• [Work to be completed]:
From the passage on the GNCTD Amendment Act 2021, reproduce everything from "Now, the centre" down to "surfaced till now.".

• [Document section]:
Now, the centre has often argued that the GNCTD Amendment Act 2021 has been put forth in order to outline the powers of the LG and to provide a crystal clarity to the administrative and legislative rights provided to the LG, which remains outside the purview of the Supreme Court, as a Union Territory is governed by a Lieutenant Governor, which responds to the President of India.Furthermore, the members of the BJP went to such extent where they termed the opposition’s uproar against the said Amendment, especially the Aam Aadmi Party (AAP) as a tool for political propaganda and the protests were being done to hide the bad deeds done by the AAP which had not surfaced till now.

Coming to the opposition’s contentions. Now, the prime contention of the opposition revolved around the change in meaning of the word ‘government’ in the Union Territory of Delhi. According to the recent amendment brought in by the centre, the word ‘government’ in the NCT would now mean the ‘Lieutenant Governor’ and not the ‘elected- government of Delhi.’ Furthermore:

  • It gives discretionary powers to the L-G even in matters where the Legislative Assembly of Delhi is empowered to make laws.
  • It seeks to ensure that the L-G is “necessarily granted an opportunity” to give her or his opinion before any decision taken by the Council of Ministers (or the Delhi Cabinet) is implemented.
  • It bars the Assembly or its committees from making rules to take up matters concerning day-to-day administration, or to conduct inquiries in relation to administrative decisions.

With respect to the above contentions, the centre government had faced a lot of criticisms. Now this Amendment also seeks to mandate the opinion of the governor in each-and-every aspect of the governance aspect and thus going against the spirit of federalism as the LG is now not limited to a time frame to give his opinion on matters presented by the Delhi Government. In a report presented by The Wire, P.D.T Acharya, the former Secretary General of the Lok Sabha pointed out a legal fallacy:

“The Government of National Capital Territory of Delhi Act, 1991 was enacted by parliament as a legislative measure to give effect to the provisions contained in Article 239AA. It is a supplemental law and is intended to deal with incidental matters. As a supplemental legislation, it cannot travel beyond the provisions contained in Article 239AA. Clause (4) of this Article says that the LG will act on the aid and advice of the council of ministers which means he can act only on the aid and advice of the council of ministers except in respect of the excluded items. The Supreme Court has settled the law in this matter by declaring that the state government can take decisions and execute them without taking the concurrence of the LG. The proposed amendments, which require the government to obtain the opinion of the LG before action is taken, do not give effect to clause (4) and are neither incidental nor consequential. A legislative proposal cannot be incidental or consequential if the effect of it is against the parent law or constitution. The above amendment thus violates Article 239AA (7) and is therefore invalid.”

• [Supplied information]:

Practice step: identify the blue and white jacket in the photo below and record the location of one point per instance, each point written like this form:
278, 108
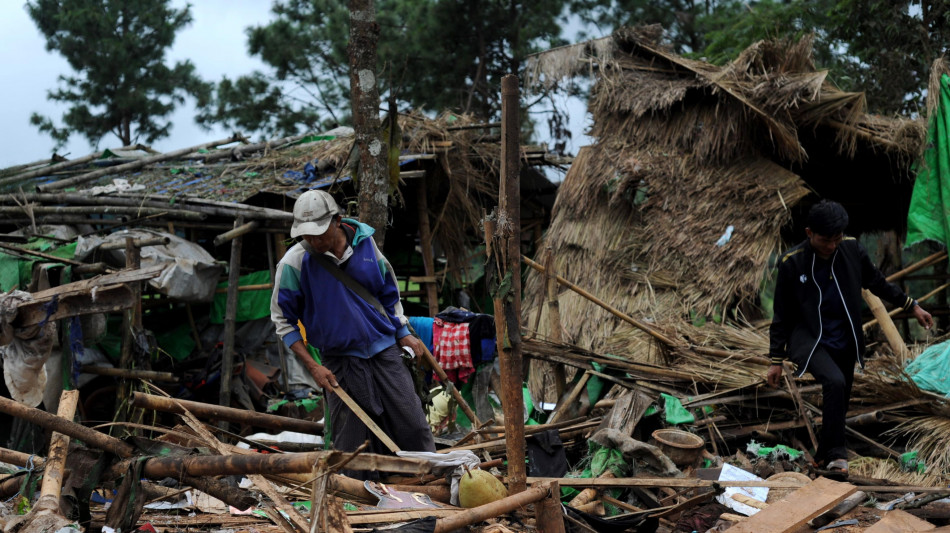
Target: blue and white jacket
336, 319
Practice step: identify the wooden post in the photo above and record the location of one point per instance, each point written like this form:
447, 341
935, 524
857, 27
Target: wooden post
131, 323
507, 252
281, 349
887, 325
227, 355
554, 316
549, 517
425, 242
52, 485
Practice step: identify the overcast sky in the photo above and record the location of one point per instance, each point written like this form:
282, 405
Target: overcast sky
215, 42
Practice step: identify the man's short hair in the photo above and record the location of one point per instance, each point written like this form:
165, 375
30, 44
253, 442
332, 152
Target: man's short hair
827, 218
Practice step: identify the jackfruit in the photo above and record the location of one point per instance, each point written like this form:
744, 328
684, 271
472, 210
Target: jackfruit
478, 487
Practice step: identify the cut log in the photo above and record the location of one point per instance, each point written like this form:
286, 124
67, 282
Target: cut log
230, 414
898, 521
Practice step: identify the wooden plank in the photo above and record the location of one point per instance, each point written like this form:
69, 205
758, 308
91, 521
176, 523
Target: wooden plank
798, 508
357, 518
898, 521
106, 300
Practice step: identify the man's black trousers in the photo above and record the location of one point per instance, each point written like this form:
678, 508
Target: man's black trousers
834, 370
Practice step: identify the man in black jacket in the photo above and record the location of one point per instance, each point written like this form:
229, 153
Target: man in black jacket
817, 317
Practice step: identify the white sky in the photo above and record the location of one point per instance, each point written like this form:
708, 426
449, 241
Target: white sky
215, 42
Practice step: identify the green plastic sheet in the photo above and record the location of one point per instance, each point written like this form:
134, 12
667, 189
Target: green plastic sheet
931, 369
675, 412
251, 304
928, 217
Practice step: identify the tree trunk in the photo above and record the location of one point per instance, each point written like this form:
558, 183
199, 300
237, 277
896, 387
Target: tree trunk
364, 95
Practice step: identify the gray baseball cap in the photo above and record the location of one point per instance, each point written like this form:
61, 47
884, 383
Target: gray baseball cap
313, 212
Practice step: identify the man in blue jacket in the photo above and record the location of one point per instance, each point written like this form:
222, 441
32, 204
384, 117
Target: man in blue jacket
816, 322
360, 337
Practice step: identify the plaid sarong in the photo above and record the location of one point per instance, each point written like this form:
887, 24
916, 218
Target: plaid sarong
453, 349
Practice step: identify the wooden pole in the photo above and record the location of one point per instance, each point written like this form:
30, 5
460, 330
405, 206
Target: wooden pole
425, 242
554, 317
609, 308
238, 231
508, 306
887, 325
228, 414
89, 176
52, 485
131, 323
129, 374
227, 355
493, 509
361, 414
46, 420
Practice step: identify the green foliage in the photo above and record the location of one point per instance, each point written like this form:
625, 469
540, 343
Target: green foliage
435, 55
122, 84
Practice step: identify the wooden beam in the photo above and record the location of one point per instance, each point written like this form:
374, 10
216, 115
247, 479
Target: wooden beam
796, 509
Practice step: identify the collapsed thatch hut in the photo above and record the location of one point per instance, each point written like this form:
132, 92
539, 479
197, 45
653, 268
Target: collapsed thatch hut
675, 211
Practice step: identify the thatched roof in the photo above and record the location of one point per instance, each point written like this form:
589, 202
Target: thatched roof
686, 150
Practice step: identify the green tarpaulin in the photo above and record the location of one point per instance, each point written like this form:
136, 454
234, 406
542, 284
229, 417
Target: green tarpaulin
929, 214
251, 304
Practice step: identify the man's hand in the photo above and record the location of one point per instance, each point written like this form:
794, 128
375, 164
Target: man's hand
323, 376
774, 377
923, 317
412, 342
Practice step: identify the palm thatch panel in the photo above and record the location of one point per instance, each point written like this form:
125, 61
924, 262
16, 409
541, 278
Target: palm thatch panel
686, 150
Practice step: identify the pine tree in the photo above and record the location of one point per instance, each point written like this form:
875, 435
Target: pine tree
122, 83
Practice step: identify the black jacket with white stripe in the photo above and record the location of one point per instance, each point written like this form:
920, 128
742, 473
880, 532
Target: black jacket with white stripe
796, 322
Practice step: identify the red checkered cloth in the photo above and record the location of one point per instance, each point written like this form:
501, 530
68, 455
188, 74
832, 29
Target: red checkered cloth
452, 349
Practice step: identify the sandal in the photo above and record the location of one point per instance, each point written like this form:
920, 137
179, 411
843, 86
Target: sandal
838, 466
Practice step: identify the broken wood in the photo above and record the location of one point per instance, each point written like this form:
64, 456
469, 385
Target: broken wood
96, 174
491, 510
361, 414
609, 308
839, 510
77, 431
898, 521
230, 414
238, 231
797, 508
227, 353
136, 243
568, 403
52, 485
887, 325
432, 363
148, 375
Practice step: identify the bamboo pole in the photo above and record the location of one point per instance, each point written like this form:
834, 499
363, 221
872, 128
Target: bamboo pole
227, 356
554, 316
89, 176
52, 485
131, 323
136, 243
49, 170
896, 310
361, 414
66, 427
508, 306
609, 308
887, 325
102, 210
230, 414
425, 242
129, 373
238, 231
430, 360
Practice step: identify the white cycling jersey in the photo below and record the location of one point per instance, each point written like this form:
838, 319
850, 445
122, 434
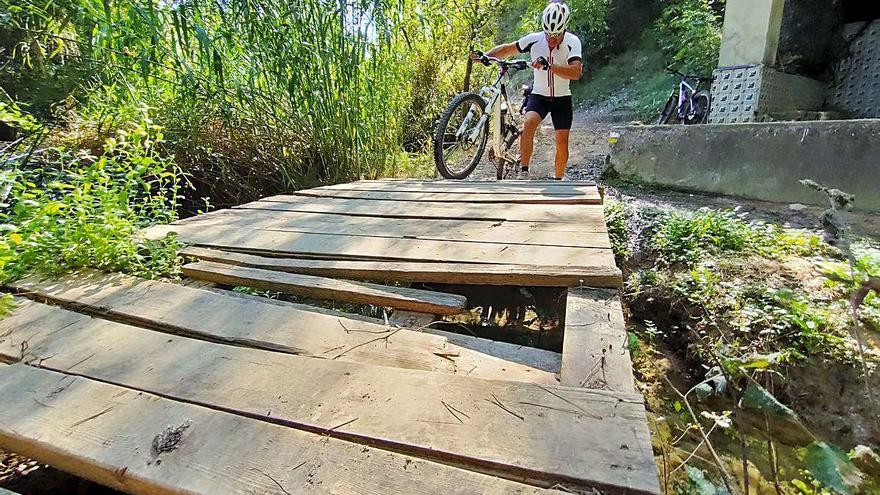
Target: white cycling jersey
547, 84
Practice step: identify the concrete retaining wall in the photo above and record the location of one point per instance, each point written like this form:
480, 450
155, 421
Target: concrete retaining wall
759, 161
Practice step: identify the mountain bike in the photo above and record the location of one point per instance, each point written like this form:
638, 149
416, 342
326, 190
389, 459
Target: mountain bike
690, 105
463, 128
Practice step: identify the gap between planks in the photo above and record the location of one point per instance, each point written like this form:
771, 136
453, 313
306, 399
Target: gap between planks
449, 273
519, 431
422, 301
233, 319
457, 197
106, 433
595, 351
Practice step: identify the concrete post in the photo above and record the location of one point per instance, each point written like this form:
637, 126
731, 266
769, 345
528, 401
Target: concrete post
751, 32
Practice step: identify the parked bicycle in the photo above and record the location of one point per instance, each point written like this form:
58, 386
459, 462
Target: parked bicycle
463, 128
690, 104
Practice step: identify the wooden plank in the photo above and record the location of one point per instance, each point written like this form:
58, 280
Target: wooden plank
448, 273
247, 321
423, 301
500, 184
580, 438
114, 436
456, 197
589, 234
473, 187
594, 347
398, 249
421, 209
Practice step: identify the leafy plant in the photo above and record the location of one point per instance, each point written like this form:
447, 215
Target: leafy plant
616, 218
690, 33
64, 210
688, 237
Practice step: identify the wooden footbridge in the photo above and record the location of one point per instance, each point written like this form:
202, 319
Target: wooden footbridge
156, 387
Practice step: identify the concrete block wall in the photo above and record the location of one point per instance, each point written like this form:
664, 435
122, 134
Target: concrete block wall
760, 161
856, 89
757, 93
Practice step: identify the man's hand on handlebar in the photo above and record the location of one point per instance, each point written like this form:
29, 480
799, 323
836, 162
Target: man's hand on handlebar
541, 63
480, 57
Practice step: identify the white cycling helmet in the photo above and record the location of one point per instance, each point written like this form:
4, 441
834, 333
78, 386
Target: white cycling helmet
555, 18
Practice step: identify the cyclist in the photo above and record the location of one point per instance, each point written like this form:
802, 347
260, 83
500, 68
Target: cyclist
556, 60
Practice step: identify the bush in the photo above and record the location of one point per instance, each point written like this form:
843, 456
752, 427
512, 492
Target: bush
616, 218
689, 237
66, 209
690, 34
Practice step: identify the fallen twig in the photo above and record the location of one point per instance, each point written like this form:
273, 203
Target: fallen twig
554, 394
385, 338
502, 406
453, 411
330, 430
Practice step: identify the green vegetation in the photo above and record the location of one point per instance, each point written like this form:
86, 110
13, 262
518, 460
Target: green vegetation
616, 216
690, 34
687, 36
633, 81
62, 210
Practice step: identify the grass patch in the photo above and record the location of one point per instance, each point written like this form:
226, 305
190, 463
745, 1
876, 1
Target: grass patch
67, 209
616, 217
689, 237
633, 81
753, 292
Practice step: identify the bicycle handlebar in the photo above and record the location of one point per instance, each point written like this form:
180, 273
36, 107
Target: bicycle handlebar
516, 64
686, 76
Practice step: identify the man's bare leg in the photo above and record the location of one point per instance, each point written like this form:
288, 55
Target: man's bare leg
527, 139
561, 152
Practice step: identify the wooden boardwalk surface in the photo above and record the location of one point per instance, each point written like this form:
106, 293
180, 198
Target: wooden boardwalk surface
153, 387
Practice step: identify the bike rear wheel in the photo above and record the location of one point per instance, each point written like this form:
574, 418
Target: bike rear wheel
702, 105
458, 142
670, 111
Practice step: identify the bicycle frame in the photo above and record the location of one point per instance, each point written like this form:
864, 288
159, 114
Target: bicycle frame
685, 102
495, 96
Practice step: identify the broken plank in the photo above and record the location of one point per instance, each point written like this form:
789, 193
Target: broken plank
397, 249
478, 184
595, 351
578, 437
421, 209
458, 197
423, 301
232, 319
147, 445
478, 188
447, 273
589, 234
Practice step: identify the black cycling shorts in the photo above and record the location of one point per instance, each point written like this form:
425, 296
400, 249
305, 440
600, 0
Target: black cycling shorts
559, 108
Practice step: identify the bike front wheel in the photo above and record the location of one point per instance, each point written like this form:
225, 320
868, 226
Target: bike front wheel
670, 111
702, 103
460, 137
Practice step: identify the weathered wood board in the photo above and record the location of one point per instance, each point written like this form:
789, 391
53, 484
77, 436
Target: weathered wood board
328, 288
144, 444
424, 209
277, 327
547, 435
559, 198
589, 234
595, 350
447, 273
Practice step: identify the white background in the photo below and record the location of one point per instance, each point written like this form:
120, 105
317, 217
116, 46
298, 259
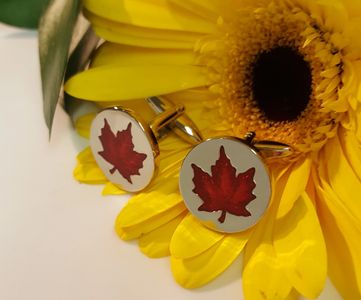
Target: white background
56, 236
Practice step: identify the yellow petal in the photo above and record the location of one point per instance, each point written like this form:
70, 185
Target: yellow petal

• [Written response]:
Now, the centre has often argued that the GNCTD Amendment Act 2021 has been put forth in order to outline the powers of the LG and to provide a crystal clarity to the administrative and legislative rights provided to the LG, which remains outside the purview of the Supreme Court, as a Union Territory is governed by a Lieutenant Governor, which responds to the President of India.Furthermore, the members of the BJP went to such extent where they termed the opposition’s uproar against the said Amendment, especially the Aam Aadmi Party (AAP) as a tool for political propaganda and the protests were being done to hide the bad deeds done by the AAP which had not surfaced till now.